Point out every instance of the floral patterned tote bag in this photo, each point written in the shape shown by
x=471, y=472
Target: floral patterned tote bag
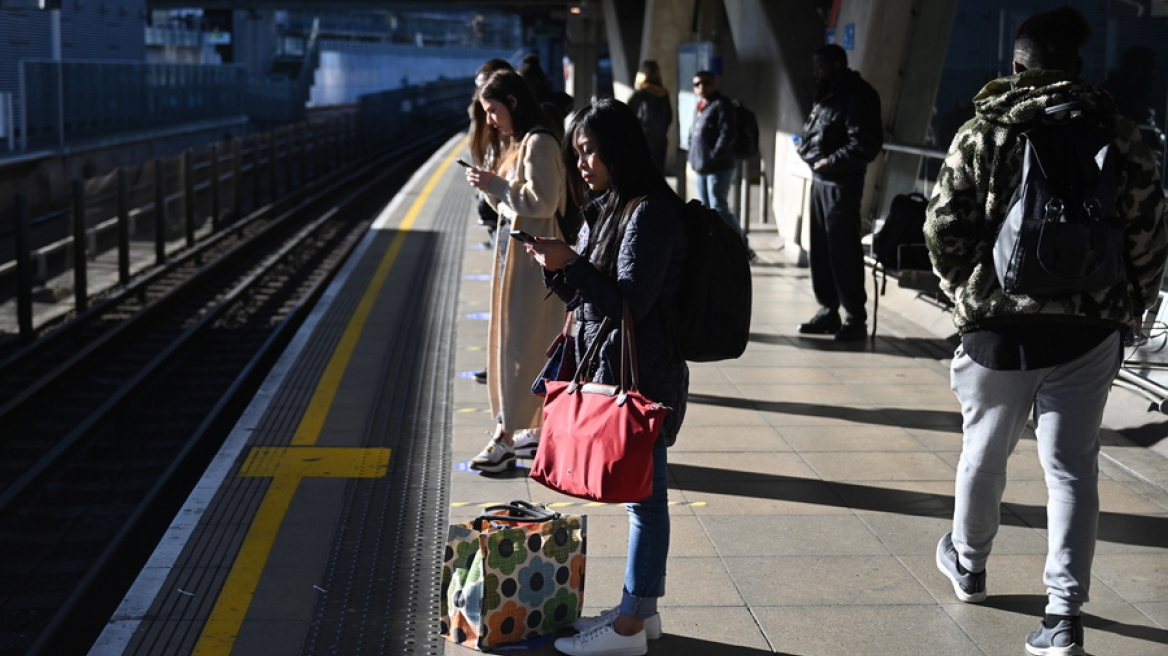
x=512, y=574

==

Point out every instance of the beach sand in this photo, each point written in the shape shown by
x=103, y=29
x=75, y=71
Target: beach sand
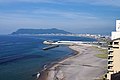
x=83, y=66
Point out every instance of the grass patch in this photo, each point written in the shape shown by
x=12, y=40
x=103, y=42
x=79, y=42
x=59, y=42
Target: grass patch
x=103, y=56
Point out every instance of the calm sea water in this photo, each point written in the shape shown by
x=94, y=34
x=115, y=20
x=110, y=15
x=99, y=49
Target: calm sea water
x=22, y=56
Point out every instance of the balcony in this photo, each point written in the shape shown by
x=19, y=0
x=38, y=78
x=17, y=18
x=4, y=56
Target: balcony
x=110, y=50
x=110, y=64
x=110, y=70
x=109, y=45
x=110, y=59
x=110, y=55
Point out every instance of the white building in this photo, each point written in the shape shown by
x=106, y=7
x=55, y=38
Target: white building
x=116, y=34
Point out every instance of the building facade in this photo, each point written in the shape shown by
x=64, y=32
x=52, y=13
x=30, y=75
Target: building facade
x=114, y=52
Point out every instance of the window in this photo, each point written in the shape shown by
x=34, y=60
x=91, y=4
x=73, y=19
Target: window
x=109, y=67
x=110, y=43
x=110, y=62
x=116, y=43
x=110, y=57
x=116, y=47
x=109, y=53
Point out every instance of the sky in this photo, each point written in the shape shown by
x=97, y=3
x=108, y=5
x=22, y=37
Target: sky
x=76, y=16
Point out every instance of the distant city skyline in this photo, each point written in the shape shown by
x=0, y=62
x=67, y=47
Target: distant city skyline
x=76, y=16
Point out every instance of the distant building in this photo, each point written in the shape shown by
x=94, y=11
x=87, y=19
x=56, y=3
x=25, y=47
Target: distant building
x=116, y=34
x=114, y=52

...

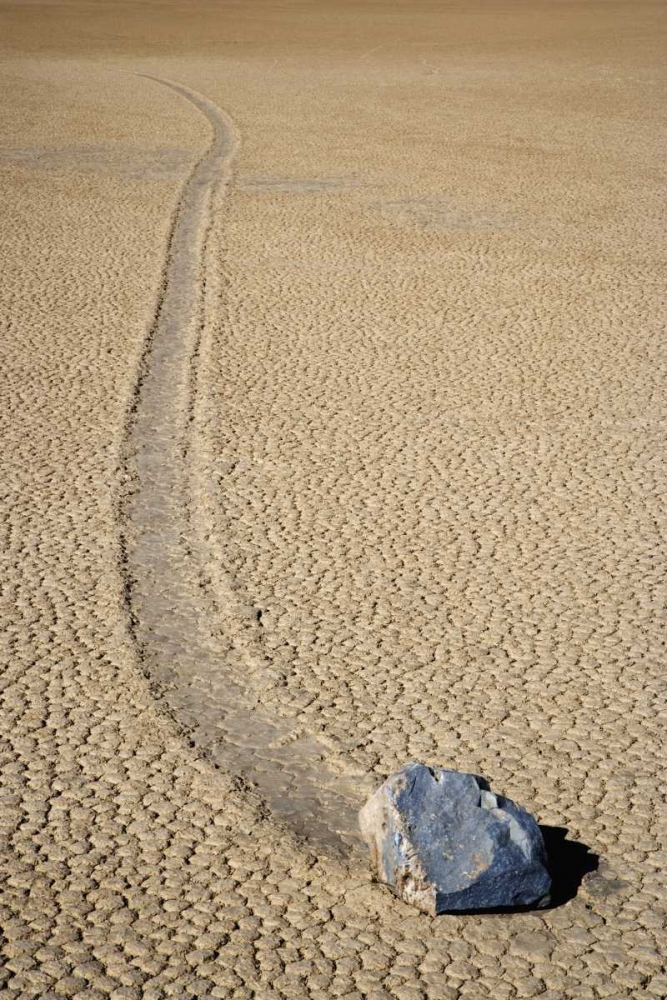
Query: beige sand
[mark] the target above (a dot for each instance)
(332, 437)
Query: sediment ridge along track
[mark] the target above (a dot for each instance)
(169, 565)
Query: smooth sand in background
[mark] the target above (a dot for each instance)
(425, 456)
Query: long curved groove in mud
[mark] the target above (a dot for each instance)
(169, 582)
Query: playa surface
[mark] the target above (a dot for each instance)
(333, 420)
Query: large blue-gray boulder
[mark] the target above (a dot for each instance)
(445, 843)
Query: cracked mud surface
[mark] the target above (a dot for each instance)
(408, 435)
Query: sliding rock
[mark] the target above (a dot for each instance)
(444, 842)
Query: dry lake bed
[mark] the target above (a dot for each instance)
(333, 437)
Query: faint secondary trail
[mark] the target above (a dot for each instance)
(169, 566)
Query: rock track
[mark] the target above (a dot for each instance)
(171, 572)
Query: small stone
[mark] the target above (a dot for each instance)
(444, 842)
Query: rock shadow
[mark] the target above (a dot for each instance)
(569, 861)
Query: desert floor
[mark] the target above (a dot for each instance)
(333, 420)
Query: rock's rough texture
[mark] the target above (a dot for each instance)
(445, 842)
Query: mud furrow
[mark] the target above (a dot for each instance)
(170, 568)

- TO BE DONE -
Repeat the records word for word, from the line containing "Point out every instance of the floral" up to and including the line containing "x=512, y=574". Leave the picture out of your answer.

- ANSWER BELOW -
Point out every instance of the floral patterned tote bag in this photo, each point written in the shape shown by
x=471, y=472
Target: floral patterned tote bag
x=512, y=574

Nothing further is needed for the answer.